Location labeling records
- - - -
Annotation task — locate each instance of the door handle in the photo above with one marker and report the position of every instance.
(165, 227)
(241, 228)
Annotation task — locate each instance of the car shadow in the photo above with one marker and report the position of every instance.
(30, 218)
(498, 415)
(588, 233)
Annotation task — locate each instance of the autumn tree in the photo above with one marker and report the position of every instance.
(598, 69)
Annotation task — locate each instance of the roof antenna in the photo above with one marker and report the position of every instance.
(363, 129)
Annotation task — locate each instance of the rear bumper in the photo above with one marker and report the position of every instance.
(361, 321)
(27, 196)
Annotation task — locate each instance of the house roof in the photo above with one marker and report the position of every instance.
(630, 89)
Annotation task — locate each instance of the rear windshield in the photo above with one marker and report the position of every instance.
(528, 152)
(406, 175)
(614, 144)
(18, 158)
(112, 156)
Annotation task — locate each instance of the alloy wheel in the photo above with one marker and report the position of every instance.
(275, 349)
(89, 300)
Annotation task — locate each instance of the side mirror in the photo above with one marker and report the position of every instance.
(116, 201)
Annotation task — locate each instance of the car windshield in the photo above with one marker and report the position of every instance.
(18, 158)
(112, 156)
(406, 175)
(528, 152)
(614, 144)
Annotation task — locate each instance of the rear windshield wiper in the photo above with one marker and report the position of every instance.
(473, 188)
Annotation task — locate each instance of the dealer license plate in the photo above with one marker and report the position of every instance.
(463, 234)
- - - -
PROMPT - Convert all the records above into a Markdown table with two columns, "No." and "Line". Number the rows consecutively, one line per row, and leave out blank lines.

RESPONSE FOR THIS EXERCISE -
| No. | Line |
|---|---|
| 1 | Annotation task — locate each instance of the door handle in the photo above with one marker and report the position of every instance. |
| 2 | (165, 227) |
| 3 | (241, 228) |
| 4 | Annotation task — locate each instance of the car shadow in the photo above with one marker and report the position of every instance. |
| 5 | (30, 218) |
| 6 | (498, 415) |
| 7 | (588, 233) |
| 8 | Annotation task — locate each instance of the autumn tree in the photo above with one marker and report the position of every instance. |
| 9 | (598, 69) |
| 10 | Annotation task — locate each instance of the roof antenna in the photo above with one marker and report the position of every instance. |
| 11 | (363, 129) |
| 12 | Annotation task — locate each instance of the rear bumper in the photo above with one marker and report the position of every instance. |
| 13 | (361, 321) |
| 14 | (27, 196) |
| 15 | Annotation task — locate each instance of the house roof in the photo above with one marker and report the position of every instance. |
| 16 | (630, 89) |
| 17 | Annotation task — locate each instance of the rear windshield in the photo above with one marker and report the position of every instance. |
| 18 | (528, 152) |
| 19 | (406, 175) |
| 20 | (614, 144) |
| 21 | (18, 158) |
| 22 | (112, 156) |
| 23 | Annotation task — locate each instance of the alloy wheel in the photo above with one marker and report the position of every instance. |
| 24 | (275, 349) |
| 25 | (89, 300) |
| 26 | Annotation task — locate each instance of the side mirror in the photo above with one marker and report the position of every instance. |
| 27 | (116, 201) |
| 28 | Annotation task — locate each instance of the car windshield in the photo above with one marker and report the position of every instance. |
| 29 | (18, 158) |
| 30 | (112, 156) |
| 31 | (406, 175) |
| 32 | (528, 152) |
| 33 | (614, 144) |
| 34 | Annotation task — locate each instance of the rear windshield wiper in the photo above with one marker and report the position of every instance. |
| 35 | (473, 188) |
| 36 | Annotation task — locate each instance of the dealer license plate in the photo above with one marker and report the position of every instance. |
| 37 | (463, 234) |